● Selected text:

In most cases, the first step toward the control of post-harvest spoilage of vegetable crops is curing. The use of curing has for a long time been considered a standard procedure for treating sweet potatoes prior to storage (Hall, 1993). In this study, sweet potato samples were cured for 7 d at 29 °C and 92% relative humidity in the storage incubator. According to some authors, for example Kays et al. (1992) and Wang et al. (1998), the environmental conditions for adequate curing of sweet potato tubers have been reported to be at temperatures ranging from 29 to 33 °C and with a relative humidity 80%–95% for 4–7 d, which could be considered as ambient conditions in the hot and humid climates of tropical countries (Kays et al., 1992; Ray and Balagopalan, 1997). According to Ray and Balagopalan (1997) and Sowley and Oduro (2002), the curing of potato tubers may facilitate the toughening of the skin and could encourage the healing of injuries sustained during the harvest, resulting in the reduction of post-harvest infection and deterioration. In addition, curing induces suberization; that is to say the development of wound periderm and lignification of exposed parenchyma cells which often protects the potato tubers against microbial invasion (Ray and Ravi, 2005).

● Entries supplied:
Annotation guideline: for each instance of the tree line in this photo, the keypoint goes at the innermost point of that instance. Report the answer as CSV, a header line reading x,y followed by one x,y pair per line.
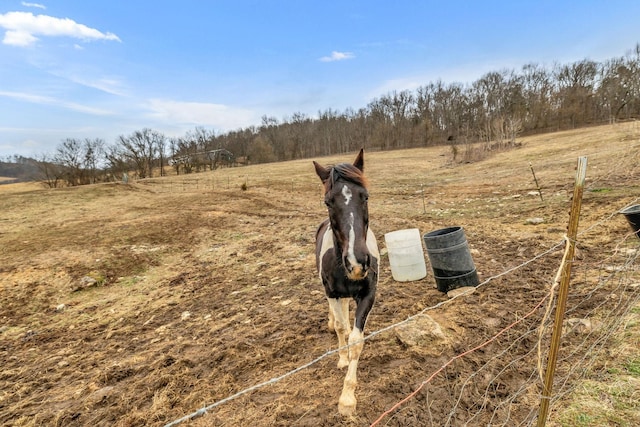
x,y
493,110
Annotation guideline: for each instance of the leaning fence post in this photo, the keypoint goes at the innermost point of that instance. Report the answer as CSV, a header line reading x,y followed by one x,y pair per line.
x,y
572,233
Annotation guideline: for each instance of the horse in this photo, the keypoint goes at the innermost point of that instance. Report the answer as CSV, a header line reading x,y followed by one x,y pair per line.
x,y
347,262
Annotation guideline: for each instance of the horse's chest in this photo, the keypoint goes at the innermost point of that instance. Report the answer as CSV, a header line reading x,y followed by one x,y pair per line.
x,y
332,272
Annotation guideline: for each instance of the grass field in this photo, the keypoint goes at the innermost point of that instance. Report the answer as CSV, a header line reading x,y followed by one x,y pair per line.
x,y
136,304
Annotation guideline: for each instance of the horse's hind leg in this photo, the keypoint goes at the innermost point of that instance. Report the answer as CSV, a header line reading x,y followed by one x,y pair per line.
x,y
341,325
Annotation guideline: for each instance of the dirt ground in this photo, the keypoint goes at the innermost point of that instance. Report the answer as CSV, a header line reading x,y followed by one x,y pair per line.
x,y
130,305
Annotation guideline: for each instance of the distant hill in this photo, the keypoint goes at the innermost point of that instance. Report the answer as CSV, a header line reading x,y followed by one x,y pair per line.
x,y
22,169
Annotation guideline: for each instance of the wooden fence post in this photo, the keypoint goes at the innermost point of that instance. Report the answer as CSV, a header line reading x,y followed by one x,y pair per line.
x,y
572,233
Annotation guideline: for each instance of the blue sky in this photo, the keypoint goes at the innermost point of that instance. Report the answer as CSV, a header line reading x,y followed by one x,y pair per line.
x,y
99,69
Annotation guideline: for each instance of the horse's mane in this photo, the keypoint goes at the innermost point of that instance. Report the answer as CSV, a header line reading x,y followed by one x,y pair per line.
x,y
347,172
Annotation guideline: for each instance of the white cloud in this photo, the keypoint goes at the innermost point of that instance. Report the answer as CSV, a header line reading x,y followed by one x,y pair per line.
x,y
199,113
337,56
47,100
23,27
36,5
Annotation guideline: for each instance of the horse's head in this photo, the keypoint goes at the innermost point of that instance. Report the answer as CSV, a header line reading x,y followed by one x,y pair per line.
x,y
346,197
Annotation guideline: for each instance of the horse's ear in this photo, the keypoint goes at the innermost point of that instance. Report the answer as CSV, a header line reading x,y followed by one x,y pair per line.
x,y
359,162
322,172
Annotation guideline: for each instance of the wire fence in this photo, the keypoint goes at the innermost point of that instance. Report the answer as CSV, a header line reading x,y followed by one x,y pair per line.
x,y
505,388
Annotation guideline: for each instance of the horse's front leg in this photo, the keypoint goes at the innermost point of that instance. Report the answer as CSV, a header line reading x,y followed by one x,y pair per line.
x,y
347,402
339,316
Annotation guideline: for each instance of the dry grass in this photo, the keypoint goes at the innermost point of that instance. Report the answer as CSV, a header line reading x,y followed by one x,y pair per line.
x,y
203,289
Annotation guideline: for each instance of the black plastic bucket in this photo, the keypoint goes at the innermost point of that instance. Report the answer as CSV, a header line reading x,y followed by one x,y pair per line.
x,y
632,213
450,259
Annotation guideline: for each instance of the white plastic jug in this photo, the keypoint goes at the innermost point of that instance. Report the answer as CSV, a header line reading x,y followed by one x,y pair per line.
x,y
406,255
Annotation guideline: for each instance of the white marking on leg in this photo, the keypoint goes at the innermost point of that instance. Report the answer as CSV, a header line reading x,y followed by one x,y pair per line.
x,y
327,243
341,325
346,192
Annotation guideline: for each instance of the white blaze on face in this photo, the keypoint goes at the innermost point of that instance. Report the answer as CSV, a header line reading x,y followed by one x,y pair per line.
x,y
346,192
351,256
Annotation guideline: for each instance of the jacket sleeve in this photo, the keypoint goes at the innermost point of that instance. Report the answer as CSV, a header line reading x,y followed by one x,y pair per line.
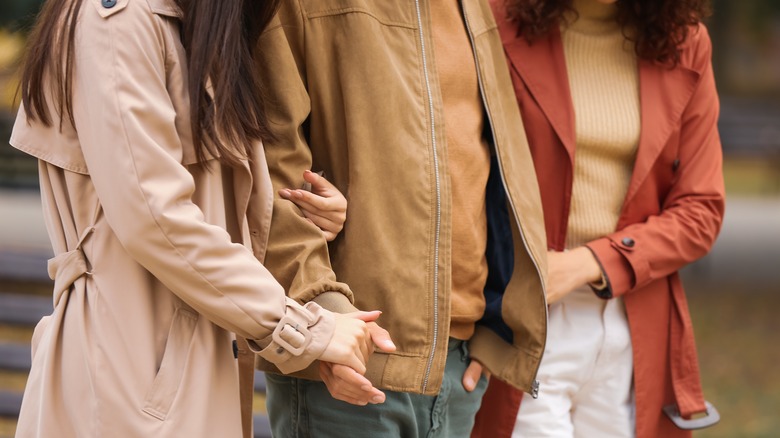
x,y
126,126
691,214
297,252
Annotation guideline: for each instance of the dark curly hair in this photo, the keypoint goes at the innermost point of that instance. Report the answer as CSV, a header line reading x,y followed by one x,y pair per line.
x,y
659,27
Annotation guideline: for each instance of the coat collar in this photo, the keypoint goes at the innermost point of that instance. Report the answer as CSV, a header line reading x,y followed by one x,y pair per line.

● Exercise instructions:
(a) Decide whether each statement agrees with the passage on curing sweet potatoes. Answer yes or no and quote the words of the passage that settle it.
(i) In this study, the sweet potato samples were cured for 7 days at 29 °C.
(ii) The reported relative humidity for adequate curing is 60%–75%.
(iii) Curing is described as a recent and unusual step before storage.
(b) Extend the passage on curing sweet potatoes, picking up after its last sentence.

● Numbered answers:
(a)
(i) Yes: "sweet potato samples were cured for 7 d at 29 °C and 92% relative humidity in the storage incubator"
(ii) No: "with a relative humidity 80%–95% for 4–7 d"
(iii) No: "has for a long time been considered a standard procedure for treating sweet potatoes prior to storage"

(b)
In addition to curing, 0.1% (1 g/L) iprodione and 20% sodium hypochlorite solutions were applied to samples A and B, respectively. Ekundayo and Daniel (1973) have reported on the use of sodium hypochlorite solutions in the root surface sterilization of cassava tubers prior to storage. Iprodione has been found to be an efficient fungicide that can be used for the control of post-harvest deterioration of sweet potato tubers (Afek et al., 1998; 1999). According to Katan (1982) and Ritchie (1982), iprodione has been a common fungicide that has been used for the control of the post-harvest spoilage of vegetable crops, applied as both a pre- and post-harvest spray. When iprodione is combined with wax and oil, the decay control potential is increased, and in such applications it can be used to control post-harvest spoilage fungi such as Alternaria and Rhizopus species (Ogawa et al., 1992). According to Eckert and Ogawa (1988), the physiological storage life of many fruits and vegetables can be realized only by treating them with an antifungal agent before they are stored in an environment that is optimum for retention of the desired crop qualities. The diversity of fungi isolated from the decayed samples is consistent with this view. According to Ray and Misra (1995), filamentous fungi have been implicated in the soft rot disease which affects sweet potatoes. The fungal counts are estimated to be higher than the bacterial counts, especially in the deep tissue cuts, which is consistent with previous reports that fungi are more likely than bacteria to be implicated in soft rot diseases found in sweet potatoes in the temperate and tropical regions (Clark et al., 1992; Thankappan, 1994; Afek et al., 1999; Holmes and Stange, 2002; Sowley and Oduro, 2002). However, it is possible that the bacterial flora may have colonized the tubers before succession of the fungi.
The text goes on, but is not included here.